List of tasks –
A – In the court passage on the water-tank dispute, why did the Appellant's counsel argue that Exhibit RH could not be read as an admission that the Appellant owed money? Answer in one to three sentences.
B – According to the court passage on the water-tank dispute, on which page of the record of appeal is the Respondent's claim set out?
C – Continue the court passage on the water-tank dispute from where it ends.

The appellant’s submission on the first issue is that the Appellant had adverted to and the High court had observe the style of the respondent of muddling up every single transaction that took place between the parties, including the ones in which no cause of action had arisen. That their were those tanks that had been delivered and paid for and others in respect of which no supply had been made and that the High Court did not advert to this before entering judgment for the Respondent. After setting out the observation of the High court at page 51 of the record of appeal, it was submitted that the natural thing to do after such far reaching findings was to transfer the matter to the general cause list. That it was no longer permissible for the High court to hear the matter on the undefended list or even enter partial judgment for the Respondent.
The Learned Senior Counsel who settled the Appellants’ brief mindful of the Appellants’ complaint in the appeal, had set out the claim made by the Respondent which is at page 4 of the record of appeal and them said that it is not in dispute that the Respondent had constructed and supplied some of the water tanks ordered and that the Appellant made payments Exhibit “J”, relevant extracts of which was set out, as contained at pages 8, 23 – 24 of the record of appeal, were referred to and relied on. Other correspondences between the parties which were attached as Exhibits I, C, D, and E to the Appellant’s affidavit in support of the notice of intention to defend were referred to by the Learned Senior Counsel. Also cited and set out were paragraph 3 S -V and 4 (a) (b) (c) (i) and (k) of the Respondent’s affidavit in support of the writ and it argued that notwithstanding the fact that the balance due to the Respondent was N3,101,434.00 per Exhibit RH1, they were not entitled to the money because the tanks in issue had not been supplied due to delays caused by the Respondent. It was further contended that Exhibit RH could not be construed as disclosing admission of indebtedness regardless of the fact that the document stated that the total amount due to date is N3,101,434 00 because the Appellant clearly qualified the said disclosure by suit paragraph “c” such that the amount was inchoate or premature. According to the learned SAN “the tanks in Exhibit RH1 had not been supplied to the defendant and were therefore not due for payment even if the sum of N101,434 00 was outstanding”. He then cited Exhibit RH3 and maintained that all the excerpts and evidence available to the High Court showed that there was a simmering dispute between the parties and did not qualify the respondent for any form of judgment before a full trial on the general cause list. Lastly, that the partial judgment was undeserved and the High Court ought to have transferred the entire matter to the general cause list. We were urged to allow the appeal, set aside the decision by the High court and order the transfer of the Respondent’s claim to the general cause list.

Information supplied –
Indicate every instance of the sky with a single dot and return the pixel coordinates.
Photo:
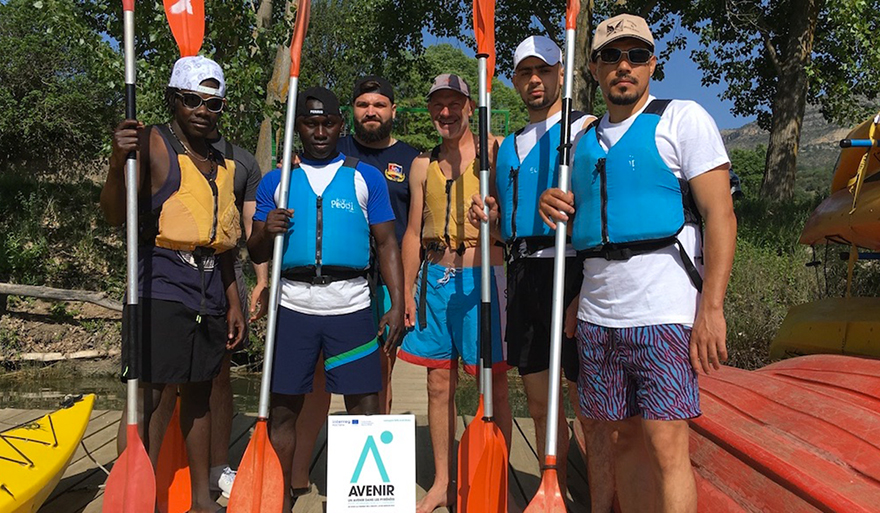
(682, 83)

Responses in order –
A – Counsel argued that the Appellant had qualified the stated total by paragraph "c," which made the amount inchoate or premature. On that basis, the figure could not be treated as an admission of indebtedness, even though the document gave it as the total amount due to date.

B – Page 4.

C –
For the Respondent it was submitted that paragraph 4 and 4h of the affidavit in support of the writ and Exhibit RH1 contained admission categorical and unequivocal to the effect that the Appellant is a wing the sum of N3,101,434 00. That Exhibit RH1 prepared by the Appellant is the statement of account from its own perspective and it agrees with paragraph 4f of the affidavit in support of the writ relating to the total amount paid by the Appellant to the Respondent. It was submitted that the High Court was right and correctly entered judgment of the admitted sum as per Exhibit RH1 and reliance was placed on the case of OGUNAIKE .V. OJAYEMI (1987) 3 SCNJ 69 @ 76, for what amounts to an admission.
It was also the submission of learned counsel for the Respondent that entering judgment in part in the undefended list procedure and transferring the remaining part of a claim to the general cause list is not wrong in law since there is an admission. He said the law is trite that what is admitted requires no further proof and that since the Appellant had admitted indebtedness in the sum stated in Exhibit RH1, judgment had to be entered m the sum. That the approach and procedure did not occasion a miscarriage of Justice to the Appellant and the case of MOSHESHI V NIGERIA STEEL (1987) 4 SCNJ 11 @ 17 – 18 AND SABRH MOTORS LTD. V. RAJAB LTD (2002) 4 SCNJ 370 @ 385 were relied on for the, submission.
In conclusion we were urged by learned counsel to resolve the issues in favour of the Respondent.
Because the issue of admission is one of evidence I would start a consideration of this 1st issue, i.e issue (a) above, by a look at the Evidence Act for the definition of the term or issue for the purpose of proof in civil proceedings Section 19 of the Evidence Act, Cap 1 2, Law of the Federation of Nigeria, 1990, defines admission as follows-
“19. An admission is a statement, oral or documentary, which suggests any inference as to any fact in issue or relevant fact, and which is made by any of the persons, and in the circumstances, hereunder mentioned.”
In case of N.A S LTD V. U.B.A PLC (2005) 7 SC (11) 139 @ 144, the Supreme Court defined admission in the following terms-
“An admission, as defined in “Black’s Law Dictionary, 6th Edition, 1990, page 47, “is a statement made by one of the parties to an action which amounts to a prior, acknowledgement by him that out of the material facts relevant to the issues is not as he now claim.”.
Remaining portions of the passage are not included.